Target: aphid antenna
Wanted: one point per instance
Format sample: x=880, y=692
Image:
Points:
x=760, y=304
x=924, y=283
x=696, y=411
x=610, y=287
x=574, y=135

^^^^^^^^^^^^^^^^

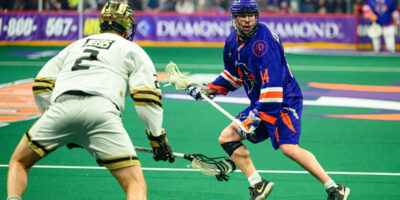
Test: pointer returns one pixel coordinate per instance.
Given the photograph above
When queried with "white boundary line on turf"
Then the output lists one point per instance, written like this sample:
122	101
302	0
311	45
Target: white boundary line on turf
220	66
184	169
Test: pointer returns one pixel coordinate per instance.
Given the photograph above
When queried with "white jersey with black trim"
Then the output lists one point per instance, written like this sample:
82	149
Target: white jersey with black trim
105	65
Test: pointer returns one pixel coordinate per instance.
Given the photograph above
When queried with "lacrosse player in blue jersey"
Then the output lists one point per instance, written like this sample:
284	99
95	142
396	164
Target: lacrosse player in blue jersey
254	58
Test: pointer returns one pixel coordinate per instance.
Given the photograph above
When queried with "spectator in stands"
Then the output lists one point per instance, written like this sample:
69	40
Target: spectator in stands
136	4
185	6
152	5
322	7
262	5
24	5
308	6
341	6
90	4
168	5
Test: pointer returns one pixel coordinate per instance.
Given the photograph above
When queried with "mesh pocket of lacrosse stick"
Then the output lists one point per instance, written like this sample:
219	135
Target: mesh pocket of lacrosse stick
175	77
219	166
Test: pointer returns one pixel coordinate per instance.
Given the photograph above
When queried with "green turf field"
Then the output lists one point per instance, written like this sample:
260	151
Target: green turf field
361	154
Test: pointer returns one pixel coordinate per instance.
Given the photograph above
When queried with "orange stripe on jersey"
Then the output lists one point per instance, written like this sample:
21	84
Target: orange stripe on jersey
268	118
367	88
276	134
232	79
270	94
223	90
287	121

^^^^^^^^^^^^^^^^

Task: List each line of the records that holds the string "When".

Answer area:
When queried with "white boundary line on turf"
When queried with "white jersey with black trim"
When queried with "lacrosse player in blue jersey"
When queried with "spectator in stands"
When queried with "mesh pocket of lacrosse stick"
When queried with "green turf field"
When queried with "orange stripe on jersey"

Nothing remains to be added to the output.